[[ TEXT PROVIDED, beginning ]]

As a mother and gun owner, I’m saddened and outraged at accidental shootings involving children. I insist it’s time that every parent prepares themselves for a rational conversation about firearm safety in their daily lives. Contrary to what we hear every time there’s an accidental shooting, we don’t need more regulations. We need more common sense, and we need to consistently enforce the existing laws.
Let’s stop acting as though gun ownership is a taboo subject. The cost of avoiding the topic is too high. Even parents that hate guns need to be able to have a responsible conversation whenever your children are left under the supervision of someone who may possess a firearm. Likewise, if you are a parent and gun owner, you need to assess your behavior and make sure it is consistent with responsible gun ownership. Just as we wouldn’t allow our children to run into traffic, we shouldn’t allow them into situations where their lives are at risk from accidental shootings.
I’m an adamant Second Amendment supporter. Not only did I learn gun safety and how to shoot as a teen, I target shot recreationally in college. I spent two campaign seasons working for the National Rifle Association Institute for Legislative Action. I’ve held a concealed carry license for years. And I firmly believe it’s the gun owner’s responsibility to keep firearms out of the reach of children. When they don’t, they should be held responsible.
Media accounts of accidental shooting deaths have become commonplace, prompting calls for additional regulations intended to prevent accidents like the one in Irondale in February. In that case, a 3-year-old shot and killed his 9-year old sister with a firearm found in their grandfathers nightstand. In another recent, well-publicized case out of Florida, a 4-year-old picked up his mother’s loaded firearm and shot her in the back while she drove. She remains hospitalized.

[[ TEXT PROVIDED, end ]]
[[ DATASET CONTENT, beginning ]]

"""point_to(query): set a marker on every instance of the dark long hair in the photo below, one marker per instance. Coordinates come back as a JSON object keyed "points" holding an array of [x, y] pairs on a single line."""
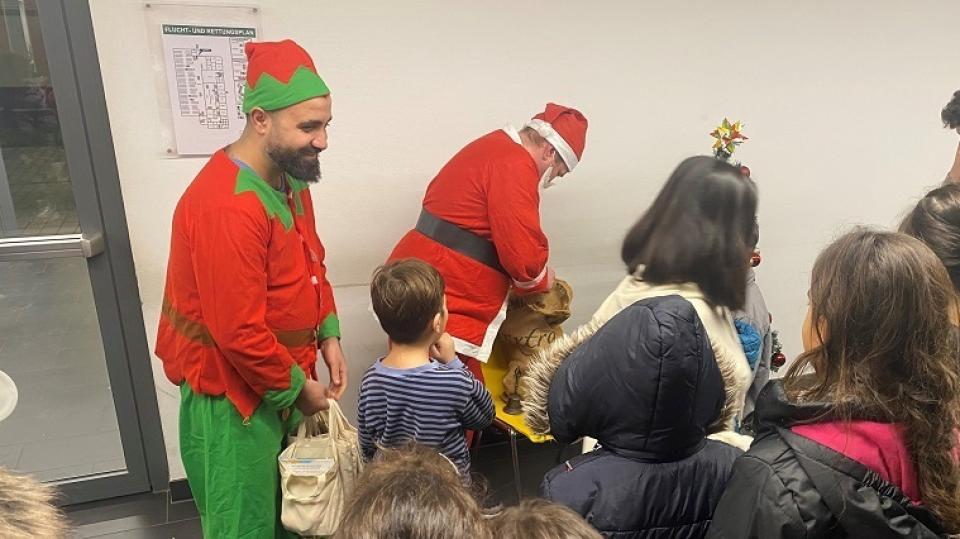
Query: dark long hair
{"points": [[936, 221], [698, 230], [951, 112], [879, 306]]}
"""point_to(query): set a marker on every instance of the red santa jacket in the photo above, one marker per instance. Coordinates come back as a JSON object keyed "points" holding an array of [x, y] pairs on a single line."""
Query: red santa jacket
{"points": [[246, 297], [489, 188]]}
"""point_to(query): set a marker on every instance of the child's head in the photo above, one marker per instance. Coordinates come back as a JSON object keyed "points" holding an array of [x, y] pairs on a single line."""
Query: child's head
{"points": [[540, 519], [408, 298], [951, 113], [699, 230], [936, 221], [26, 509], [879, 338], [412, 491]]}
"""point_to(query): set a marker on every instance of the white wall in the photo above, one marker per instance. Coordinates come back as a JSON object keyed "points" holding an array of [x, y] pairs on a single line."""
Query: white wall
{"points": [[840, 99]]}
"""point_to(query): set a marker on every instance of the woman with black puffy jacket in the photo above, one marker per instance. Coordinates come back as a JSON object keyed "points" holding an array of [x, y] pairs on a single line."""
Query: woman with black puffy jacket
{"points": [[657, 375], [866, 444]]}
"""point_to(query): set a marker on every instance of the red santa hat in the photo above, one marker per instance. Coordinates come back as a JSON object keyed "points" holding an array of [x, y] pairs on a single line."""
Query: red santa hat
{"points": [[565, 129]]}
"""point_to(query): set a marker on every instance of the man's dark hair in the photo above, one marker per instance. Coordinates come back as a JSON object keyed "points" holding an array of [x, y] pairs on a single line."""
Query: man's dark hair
{"points": [[698, 230], [951, 113]]}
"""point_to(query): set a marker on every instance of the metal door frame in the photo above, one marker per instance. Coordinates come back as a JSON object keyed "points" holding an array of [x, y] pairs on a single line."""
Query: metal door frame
{"points": [[67, 29]]}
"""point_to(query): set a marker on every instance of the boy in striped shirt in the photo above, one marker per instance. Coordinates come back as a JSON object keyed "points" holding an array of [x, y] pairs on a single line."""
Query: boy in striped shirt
{"points": [[420, 391]]}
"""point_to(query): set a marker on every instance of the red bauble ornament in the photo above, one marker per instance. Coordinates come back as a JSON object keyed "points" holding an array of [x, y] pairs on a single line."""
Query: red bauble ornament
{"points": [[778, 360]]}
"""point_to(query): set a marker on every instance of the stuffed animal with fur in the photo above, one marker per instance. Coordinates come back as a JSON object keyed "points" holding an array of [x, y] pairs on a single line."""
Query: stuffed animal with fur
{"points": [[27, 510]]}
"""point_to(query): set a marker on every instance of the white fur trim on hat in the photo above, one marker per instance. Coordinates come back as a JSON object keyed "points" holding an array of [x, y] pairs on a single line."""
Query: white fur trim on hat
{"points": [[547, 131]]}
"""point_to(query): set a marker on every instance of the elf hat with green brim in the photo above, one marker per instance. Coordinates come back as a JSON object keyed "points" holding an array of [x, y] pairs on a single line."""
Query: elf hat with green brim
{"points": [[279, 74]]}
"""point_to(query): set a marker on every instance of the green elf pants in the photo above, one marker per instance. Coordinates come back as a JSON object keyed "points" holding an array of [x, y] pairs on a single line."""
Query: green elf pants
{"points": [[231, 464]]}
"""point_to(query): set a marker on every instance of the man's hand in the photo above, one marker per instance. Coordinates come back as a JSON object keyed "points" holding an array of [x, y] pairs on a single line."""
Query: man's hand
{"points": [[443, 350], [336, 364], [312, 398]]}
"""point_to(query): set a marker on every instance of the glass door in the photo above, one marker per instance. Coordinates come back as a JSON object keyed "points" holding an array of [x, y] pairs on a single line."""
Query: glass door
{"points": [[65, 277]]}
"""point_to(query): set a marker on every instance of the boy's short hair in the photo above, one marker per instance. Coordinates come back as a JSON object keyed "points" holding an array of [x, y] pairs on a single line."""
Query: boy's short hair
{"points": [[536, 518], [406, 295], [411, 491]]}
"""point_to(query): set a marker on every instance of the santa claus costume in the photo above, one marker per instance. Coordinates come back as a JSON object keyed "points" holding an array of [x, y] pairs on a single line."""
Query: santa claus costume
{"points": [[480, 226]]}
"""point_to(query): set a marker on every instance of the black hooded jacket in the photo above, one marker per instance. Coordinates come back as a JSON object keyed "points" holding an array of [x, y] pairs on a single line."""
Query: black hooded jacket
{"points": [[788, 486], [647, 386]]}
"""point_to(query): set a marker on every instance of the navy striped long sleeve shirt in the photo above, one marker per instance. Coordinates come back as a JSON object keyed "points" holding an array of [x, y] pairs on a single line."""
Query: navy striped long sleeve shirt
{"points": [[431, 404]]}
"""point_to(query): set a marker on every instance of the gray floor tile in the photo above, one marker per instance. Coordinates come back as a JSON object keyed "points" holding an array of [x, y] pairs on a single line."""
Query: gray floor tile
{"points": [[10, 456], [115, 465], [187, 529], [47, 473], [72, 451]]}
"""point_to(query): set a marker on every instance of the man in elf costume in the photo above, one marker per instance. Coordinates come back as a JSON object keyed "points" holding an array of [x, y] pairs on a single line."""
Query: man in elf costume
{"points": [[480, 223], [247, 302]]}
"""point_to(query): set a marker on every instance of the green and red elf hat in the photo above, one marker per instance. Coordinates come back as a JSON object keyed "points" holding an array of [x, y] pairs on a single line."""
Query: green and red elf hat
{"points": [[279, 74]]}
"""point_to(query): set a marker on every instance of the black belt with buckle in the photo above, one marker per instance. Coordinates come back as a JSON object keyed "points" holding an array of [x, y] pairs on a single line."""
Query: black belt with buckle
{"points": [[460, 240]]}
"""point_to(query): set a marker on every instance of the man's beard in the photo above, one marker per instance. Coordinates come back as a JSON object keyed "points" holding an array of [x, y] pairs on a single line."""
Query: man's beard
{"points": [[300, 163]]}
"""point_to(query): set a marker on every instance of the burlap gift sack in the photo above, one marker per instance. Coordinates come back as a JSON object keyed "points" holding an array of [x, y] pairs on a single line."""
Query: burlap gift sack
{"points": [[532, 323]]}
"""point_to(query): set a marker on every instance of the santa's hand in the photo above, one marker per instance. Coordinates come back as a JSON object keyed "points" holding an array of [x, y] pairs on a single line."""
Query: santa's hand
{"points": [[312, 398], [336, 364], [443, 350]]}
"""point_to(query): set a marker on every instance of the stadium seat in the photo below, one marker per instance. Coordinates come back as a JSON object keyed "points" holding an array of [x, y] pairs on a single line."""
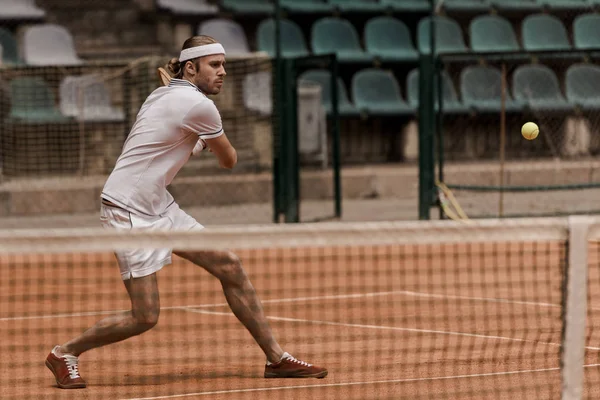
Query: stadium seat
{"points": [[229, 33], [306, 6], [466, 5], [33, 102], [10, 49], [248, 6], [357, 5], [489, 33], [378, 93], [407, 5], [95, 104], [560, 5], [586, 31], [582, 82], [538, 87], [258, 92], [323, 78], [49, 44], [389, 39], [544, 32], [449, 38], [335, 35], [292, 38], [20, 10], [481, 89], [188, 7], [451, 103], [5, 101], [516, 5]]}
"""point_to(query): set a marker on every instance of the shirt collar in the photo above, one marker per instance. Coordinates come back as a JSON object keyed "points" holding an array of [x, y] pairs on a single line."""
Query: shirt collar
{"points": [[183, 83]]}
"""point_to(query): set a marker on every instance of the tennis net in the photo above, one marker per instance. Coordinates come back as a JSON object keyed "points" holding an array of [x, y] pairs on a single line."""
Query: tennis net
{"points": [[494, 309]]}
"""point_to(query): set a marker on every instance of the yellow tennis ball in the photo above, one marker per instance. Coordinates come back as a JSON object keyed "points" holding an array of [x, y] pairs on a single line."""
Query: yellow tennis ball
{"points": [[530, 131]]}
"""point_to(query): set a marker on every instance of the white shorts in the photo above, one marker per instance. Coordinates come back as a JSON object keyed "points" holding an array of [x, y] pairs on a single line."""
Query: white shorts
{"points": [[143, 262]]}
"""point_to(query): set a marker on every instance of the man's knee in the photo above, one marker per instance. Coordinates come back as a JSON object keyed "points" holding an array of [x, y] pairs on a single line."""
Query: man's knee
{"points": [[146, 319], [232, 271]]}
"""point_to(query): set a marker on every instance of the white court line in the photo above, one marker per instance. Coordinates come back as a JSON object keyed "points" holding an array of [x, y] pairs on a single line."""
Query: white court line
{"points": [[284, 300], [384, 327], [301, 299], [406, 380]]}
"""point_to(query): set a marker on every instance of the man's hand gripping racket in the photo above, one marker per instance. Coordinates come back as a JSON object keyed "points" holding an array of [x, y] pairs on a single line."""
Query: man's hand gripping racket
{"points": [[165, 79]]}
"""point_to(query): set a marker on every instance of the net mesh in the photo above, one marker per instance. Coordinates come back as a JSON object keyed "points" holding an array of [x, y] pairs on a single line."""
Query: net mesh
{"points": [[393, 310], [543, 64]]}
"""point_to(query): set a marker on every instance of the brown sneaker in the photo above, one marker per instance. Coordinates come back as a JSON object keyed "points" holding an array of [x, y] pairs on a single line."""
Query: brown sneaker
{"points": [[65, 370], [289, 367]]}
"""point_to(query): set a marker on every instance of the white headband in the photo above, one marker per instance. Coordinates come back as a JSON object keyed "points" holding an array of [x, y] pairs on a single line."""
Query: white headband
{"points": [[201, 51]]}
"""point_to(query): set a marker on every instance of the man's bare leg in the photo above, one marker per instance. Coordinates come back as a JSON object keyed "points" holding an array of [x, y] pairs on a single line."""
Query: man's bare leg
{"points": [[145, 309], [240, 295]]}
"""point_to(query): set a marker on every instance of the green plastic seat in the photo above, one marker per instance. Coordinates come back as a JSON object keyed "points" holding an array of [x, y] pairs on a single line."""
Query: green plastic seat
{"points": [[336, 35], [516, 5], [249, 6], [306, 6], [566, 5], [490, 33], [582, 86], [481, 89], [292, 39], [448, 35], [538, 87], [466, 5], [407, 5], [33, 102], [586, 32], [544, 32], [323, 78], [389, 39], [10, 49], [450, 102], [357, 5], [378, 93]]}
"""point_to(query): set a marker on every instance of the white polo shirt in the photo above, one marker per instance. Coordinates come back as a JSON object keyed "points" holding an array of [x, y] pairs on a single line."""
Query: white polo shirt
{"points": [[161, 141]]}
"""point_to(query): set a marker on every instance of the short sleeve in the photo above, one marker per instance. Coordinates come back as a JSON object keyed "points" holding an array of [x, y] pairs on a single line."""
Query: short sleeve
{"points": [[204, 120]]}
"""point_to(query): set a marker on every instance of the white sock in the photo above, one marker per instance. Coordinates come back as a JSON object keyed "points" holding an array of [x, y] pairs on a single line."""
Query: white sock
{"points": [[284, 355]]}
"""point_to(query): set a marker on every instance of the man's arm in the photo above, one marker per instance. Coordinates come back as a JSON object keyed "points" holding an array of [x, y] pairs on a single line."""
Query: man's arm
{"points": [[204, 120], [224, 151]]}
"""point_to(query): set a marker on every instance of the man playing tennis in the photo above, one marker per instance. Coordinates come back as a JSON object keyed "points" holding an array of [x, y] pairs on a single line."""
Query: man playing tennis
{"points": [[174, 122]]}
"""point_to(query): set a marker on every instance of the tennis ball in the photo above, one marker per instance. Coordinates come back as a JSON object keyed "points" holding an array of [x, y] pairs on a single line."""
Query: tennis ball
{"points": [[530, 131]]}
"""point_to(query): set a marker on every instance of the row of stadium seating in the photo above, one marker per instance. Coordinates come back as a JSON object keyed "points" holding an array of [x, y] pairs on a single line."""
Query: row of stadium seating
{"points": [[374, 91], [33, 101], [533, 87], [390, 39], [385, 37], [26, 10], [329, 6], [43, 44]]}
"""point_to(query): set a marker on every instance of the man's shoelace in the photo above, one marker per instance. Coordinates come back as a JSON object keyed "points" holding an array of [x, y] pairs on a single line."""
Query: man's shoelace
{"points": [[72, 366], [294, 360]]}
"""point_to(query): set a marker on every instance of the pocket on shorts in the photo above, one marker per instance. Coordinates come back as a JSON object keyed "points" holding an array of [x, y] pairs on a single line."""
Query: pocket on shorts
{"points": [[111, 217], [150, 223]]}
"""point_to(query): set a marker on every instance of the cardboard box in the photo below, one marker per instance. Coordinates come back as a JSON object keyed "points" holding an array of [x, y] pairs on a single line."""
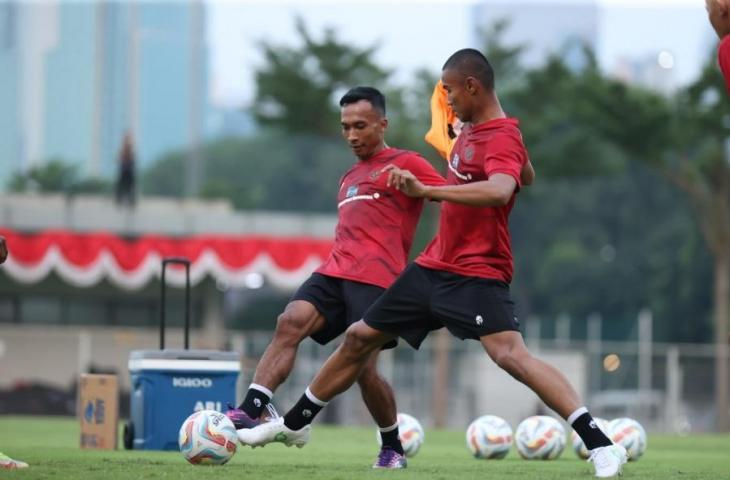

[[ DATASET CONTENT, end ]]

> _WHAT YOU SHOULD DO_: Resume the opinion piece on firearm safety and children, picking up right after its final sentence. The items come from a separate source and are unrelated to the text.

> _RESPONSE TO THE EXERCISE_:
So what can we do as parents? You should know if homes your child visits have firearms. Period. You should know where they’re stored and how they’re secured, and if the owner won’t tell you, your child shouldn’t be there. This shouldn’t be a divisive thing. You should not need to argue the merits of gun ownership with everyone you know, but you have a responsibility to protect and, when age appropriate, prepare your child. Before other children come to my home, I have an honest conversation about my firearms with their parents. I hope this encourages others to do the same.
The American Academy of Pediatrics upset many, including me, when it issued guidelines encouraging families with children not to own guns. AAP then went further by suggesting if you own a gun, it should be stored in a way that would render it essentially useless. The intention was noble, but the recommendation was unrealistic. I wish they had encouraged more parents to talk to one another and to their children about gun ownership and safety. The NRA has developed the Eddie Eagle program, aimed at teaching kids about the dangers of firearms and what to do if they come across one. Regardless of how you address it with your children, gun safety is an issue that should not be ignored.
As a parent, it is my responsibility to protect my children. As a gun owner, it is my responsibility to maintain control of my firearms and to realize the deadly consequences of not doing so. We need to make sure that this sense of responsibility is widespread for all parents and all gun owners.